**Records supplied**
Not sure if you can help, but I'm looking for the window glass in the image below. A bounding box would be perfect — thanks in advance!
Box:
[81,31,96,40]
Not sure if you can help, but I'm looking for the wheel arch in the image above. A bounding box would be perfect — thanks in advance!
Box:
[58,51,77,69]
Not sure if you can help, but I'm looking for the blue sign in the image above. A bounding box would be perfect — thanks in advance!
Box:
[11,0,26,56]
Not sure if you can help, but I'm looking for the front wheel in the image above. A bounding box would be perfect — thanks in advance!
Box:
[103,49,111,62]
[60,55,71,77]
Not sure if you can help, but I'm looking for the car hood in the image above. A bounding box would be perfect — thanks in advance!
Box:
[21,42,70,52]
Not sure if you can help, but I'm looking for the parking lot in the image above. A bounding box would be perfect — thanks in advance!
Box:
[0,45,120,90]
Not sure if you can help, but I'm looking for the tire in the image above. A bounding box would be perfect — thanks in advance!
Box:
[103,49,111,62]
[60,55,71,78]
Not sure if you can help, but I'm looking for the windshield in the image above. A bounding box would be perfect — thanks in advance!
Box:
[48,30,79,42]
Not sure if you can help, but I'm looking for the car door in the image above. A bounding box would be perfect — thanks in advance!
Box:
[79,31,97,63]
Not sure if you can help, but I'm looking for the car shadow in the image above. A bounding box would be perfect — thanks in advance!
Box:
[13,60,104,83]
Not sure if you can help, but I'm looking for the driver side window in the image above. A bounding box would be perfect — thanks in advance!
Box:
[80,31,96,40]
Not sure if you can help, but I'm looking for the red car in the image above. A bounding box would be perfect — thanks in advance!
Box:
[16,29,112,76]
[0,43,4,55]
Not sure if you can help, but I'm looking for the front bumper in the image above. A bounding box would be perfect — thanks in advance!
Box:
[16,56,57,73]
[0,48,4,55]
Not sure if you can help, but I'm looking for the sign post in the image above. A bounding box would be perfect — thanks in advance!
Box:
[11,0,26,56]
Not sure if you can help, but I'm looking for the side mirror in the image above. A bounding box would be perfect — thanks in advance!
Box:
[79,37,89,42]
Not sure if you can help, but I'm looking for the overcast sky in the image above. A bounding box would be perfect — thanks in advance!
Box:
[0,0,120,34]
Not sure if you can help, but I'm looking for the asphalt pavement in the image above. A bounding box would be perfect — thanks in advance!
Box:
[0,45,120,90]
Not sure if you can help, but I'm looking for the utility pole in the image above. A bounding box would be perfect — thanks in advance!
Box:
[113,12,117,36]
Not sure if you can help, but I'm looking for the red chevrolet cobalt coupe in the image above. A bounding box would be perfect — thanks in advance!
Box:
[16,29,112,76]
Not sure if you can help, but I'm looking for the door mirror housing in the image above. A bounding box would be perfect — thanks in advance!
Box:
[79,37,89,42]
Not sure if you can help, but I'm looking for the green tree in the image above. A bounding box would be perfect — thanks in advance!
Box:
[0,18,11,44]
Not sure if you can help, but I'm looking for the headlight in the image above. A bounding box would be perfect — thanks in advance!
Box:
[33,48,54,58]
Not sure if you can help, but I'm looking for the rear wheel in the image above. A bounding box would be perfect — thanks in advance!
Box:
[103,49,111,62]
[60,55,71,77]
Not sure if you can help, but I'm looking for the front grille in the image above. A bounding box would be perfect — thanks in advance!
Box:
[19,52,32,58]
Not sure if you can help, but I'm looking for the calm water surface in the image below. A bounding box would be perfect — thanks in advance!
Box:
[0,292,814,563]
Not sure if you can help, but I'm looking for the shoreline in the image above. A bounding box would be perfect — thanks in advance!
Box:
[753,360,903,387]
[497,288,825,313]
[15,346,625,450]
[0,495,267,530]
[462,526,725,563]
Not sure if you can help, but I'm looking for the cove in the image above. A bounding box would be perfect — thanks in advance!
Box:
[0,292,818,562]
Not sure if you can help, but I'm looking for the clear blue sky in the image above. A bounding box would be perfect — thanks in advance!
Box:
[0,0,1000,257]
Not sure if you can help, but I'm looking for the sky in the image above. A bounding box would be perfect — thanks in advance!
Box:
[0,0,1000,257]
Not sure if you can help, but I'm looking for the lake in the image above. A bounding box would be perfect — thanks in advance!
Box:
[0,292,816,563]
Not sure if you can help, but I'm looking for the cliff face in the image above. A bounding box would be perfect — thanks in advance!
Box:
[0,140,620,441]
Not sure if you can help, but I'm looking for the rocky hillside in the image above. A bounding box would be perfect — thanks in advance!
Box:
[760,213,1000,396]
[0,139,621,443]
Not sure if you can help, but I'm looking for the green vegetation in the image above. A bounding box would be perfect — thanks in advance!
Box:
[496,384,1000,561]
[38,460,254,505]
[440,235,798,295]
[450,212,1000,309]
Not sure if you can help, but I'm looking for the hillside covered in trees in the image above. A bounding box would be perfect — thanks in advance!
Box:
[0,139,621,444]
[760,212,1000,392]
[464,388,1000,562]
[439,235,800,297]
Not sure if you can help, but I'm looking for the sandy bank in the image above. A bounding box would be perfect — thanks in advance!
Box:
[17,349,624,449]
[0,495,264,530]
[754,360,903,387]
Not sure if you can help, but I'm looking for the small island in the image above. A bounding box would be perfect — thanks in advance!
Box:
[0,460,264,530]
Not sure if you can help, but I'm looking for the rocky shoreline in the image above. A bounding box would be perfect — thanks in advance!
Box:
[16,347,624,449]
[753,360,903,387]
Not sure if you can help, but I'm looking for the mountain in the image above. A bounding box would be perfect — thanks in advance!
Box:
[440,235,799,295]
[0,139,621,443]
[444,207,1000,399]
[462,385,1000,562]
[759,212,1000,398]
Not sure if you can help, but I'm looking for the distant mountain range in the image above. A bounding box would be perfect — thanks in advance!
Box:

**Objective**
Lay out everything from the line containing "for the mountain" down to the last of the rows as a Markdown table with the columns Number and Line. Leave out any blank lines.

**The solution**
| Number | Line |
|---|---|
| 1 | Not sure if you can help, but I'm looking for the mountain in the image above. A bounding box would be perfect — thanks in advance! |
| 2 | Box: |
| 3 | [440,235,799,295] |
| 4 | [0,139,621,443] |
| 5 | [444,207,1000,399] |
| 6 | [462,385,1000,562] |
| 7 | [759,212,1000,398] |
| 8 | Not sure if you can help, but I'm looking for the distant mountain range in the image above. A bounding box would be perfect — thanks in advance! |
| 9 | Box: |